* _PASSAGE RETENU_

La Cour de cassation précise ici la manière dont doit être apprécié la négligence de la victime.
Un aménagement progressif de la charge de la preuve en cas de phishing
Il pèse sur le prestataire du service de paiement de prouver la négligence grave de l’utilisateur. Le juge rappelle qu’il n’est pas possible de déduire du simple fait que les identifiants sécurisés du client ont été utilisés par le tiers malveillant que le client a commis une négligence grave.
Il reviendra donc toujours à la banque, dans un premier temps, d’établir que le tiers malveillant ayant utilisé le moyen de paiement électronique a obtenu les informations via une tentative réussie de phishing. Faute d’établir que le client a divulgué à un tiers ses informations, il n’est pas possible d’établir de négligence grave de sa part. La Cour de cassation s’était déjà prononcée en ce sens dans un arrêt de la chambre commerciale du 28 janvier 2017 (Cass. Com., 28 janvier 2017, n°15-18102).

* _EXTRAITS DES ENTRÉES_

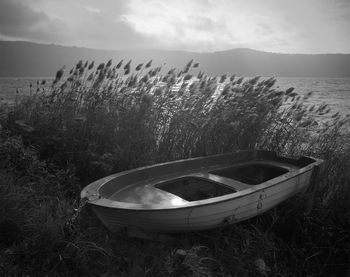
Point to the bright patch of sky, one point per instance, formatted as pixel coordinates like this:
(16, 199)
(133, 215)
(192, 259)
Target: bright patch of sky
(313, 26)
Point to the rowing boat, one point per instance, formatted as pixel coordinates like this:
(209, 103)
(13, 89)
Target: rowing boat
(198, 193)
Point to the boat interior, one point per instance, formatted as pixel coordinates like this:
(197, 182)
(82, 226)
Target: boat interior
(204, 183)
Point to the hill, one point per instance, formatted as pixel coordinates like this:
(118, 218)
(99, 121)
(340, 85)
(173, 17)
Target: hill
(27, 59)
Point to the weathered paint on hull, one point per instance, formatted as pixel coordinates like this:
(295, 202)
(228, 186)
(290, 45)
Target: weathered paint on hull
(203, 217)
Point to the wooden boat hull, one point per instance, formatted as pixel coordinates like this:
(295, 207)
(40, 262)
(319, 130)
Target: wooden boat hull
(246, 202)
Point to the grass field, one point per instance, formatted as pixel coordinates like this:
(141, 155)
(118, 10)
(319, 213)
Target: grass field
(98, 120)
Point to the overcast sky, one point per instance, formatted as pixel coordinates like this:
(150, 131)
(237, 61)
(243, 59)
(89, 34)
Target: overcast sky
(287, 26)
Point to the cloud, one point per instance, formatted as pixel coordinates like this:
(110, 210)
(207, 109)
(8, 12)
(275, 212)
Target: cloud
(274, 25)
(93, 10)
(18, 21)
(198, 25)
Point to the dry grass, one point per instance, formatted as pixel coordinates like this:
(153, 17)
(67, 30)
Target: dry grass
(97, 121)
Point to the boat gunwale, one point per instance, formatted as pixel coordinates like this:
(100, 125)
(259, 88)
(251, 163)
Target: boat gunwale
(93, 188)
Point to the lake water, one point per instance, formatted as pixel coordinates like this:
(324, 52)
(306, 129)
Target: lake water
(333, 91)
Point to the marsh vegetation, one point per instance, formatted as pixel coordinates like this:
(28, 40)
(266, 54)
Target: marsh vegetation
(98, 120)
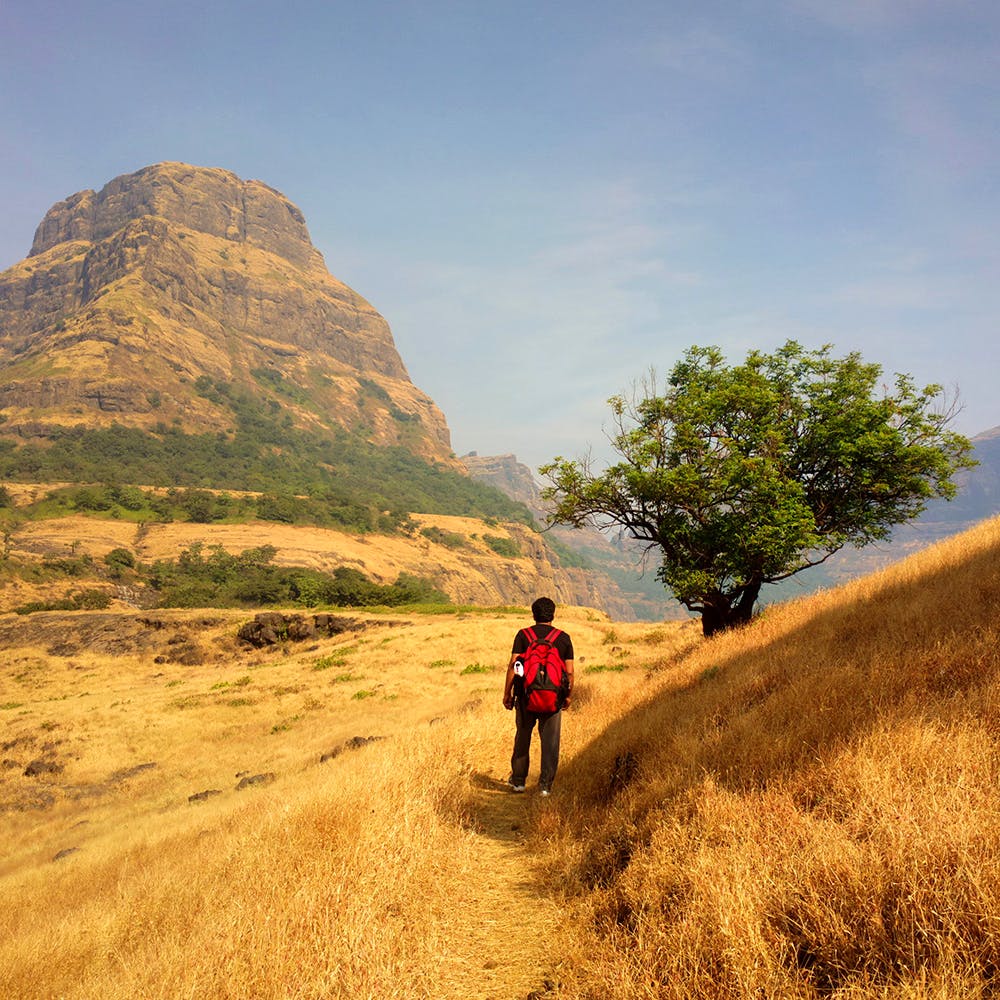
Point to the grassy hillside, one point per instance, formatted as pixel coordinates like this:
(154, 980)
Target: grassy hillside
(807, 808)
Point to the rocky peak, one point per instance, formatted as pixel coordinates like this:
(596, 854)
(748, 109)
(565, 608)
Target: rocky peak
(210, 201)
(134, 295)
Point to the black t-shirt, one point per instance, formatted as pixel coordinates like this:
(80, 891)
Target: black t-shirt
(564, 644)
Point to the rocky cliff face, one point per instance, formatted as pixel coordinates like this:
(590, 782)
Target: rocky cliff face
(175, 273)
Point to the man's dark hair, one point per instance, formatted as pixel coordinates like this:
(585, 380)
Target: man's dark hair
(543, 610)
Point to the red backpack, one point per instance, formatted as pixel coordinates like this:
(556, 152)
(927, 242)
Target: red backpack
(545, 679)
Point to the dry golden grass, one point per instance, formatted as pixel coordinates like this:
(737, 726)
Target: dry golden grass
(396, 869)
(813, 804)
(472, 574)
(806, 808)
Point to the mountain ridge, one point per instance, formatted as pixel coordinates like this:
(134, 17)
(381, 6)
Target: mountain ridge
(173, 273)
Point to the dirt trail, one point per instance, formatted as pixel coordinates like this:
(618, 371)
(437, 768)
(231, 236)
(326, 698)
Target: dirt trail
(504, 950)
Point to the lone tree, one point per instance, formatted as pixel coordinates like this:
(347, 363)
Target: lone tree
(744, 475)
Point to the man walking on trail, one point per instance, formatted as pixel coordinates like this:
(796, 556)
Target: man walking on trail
--
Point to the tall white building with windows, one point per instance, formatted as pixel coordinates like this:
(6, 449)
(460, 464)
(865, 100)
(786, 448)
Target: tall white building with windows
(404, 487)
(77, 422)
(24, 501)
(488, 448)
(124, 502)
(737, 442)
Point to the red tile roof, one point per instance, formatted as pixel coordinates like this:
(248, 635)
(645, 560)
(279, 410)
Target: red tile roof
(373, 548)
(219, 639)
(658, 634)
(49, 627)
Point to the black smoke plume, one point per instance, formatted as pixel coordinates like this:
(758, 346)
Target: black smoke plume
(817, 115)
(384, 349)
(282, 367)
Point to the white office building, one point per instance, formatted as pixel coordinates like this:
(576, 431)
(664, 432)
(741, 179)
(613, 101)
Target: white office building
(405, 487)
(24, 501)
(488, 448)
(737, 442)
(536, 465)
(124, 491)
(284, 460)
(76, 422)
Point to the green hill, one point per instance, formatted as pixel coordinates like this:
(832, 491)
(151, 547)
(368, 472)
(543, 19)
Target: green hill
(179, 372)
==
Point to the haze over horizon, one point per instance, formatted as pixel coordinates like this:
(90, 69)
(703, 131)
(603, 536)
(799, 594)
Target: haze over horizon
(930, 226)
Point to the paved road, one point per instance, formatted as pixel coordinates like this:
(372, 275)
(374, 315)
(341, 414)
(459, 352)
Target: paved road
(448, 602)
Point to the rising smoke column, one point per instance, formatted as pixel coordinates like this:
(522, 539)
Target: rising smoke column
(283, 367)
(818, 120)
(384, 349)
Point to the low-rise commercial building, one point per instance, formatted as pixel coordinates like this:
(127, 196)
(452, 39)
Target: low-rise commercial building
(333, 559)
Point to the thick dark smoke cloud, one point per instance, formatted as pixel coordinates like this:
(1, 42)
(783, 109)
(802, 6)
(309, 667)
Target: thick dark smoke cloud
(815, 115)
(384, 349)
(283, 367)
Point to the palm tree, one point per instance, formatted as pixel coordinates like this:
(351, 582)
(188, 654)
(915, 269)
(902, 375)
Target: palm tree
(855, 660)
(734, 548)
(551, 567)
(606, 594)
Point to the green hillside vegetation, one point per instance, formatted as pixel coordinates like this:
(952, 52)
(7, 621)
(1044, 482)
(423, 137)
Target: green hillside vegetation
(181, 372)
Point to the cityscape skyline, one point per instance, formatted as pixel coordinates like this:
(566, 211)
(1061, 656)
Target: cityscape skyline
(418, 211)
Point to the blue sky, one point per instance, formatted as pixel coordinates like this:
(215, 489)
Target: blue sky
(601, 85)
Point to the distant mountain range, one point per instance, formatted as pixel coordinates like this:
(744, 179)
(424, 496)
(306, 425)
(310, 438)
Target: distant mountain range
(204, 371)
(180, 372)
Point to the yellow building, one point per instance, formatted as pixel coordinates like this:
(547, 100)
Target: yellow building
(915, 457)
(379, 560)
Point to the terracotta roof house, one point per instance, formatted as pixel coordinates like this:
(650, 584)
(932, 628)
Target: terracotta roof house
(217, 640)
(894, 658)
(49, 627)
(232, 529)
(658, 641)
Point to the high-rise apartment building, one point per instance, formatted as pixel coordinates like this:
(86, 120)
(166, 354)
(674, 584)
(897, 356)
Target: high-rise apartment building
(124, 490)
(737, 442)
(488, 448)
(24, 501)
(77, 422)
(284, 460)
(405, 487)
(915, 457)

* _LISTE DES ACTIVITÉS_
A) Recopiez le passage sur la preuve en cas de phishing, de « La Cour de cassation précise » jusqu'à « une négligence grave. » inclus.
B) Répondez à ces questions à partir du passage sur la preuve en cas de phishing.
(i) Sur qui pèse la charge de prouver la négligence grave de l'utilisateur ?
(ii) Qu'appartient-il à la banque d'établir dans un premier temps ?
(iii) Quelle chambre de la Cour de cassation a rendu l'arrêt du 28 janvier 2017 cité ?

* _RÉPONSES_
A)
La Cour de cassation précise ici la manière dont doit être apprécié la négligence de la victime.
Un aménagement progressif de la charge de la preuve en cas de phishing
Il pèse sur le prestataire du service de paiement de prouver la négligence grave de l’utilisateur. Le juge rappelle qu’il n’est pas possible de déduire du simple fait que les identifiants sécurisés du client ont été utilisés par le tiers malveillant que le client a commis une négligence grave.

B)
(i) Sur le prestataire du service de paiement.
(ii) Elle doit établir que le tiers malveillant ayant utilisé le moyen de paiement électronique a obtenu les informations via une tentative réussie de phishing.
(iii) La chambre commerciale.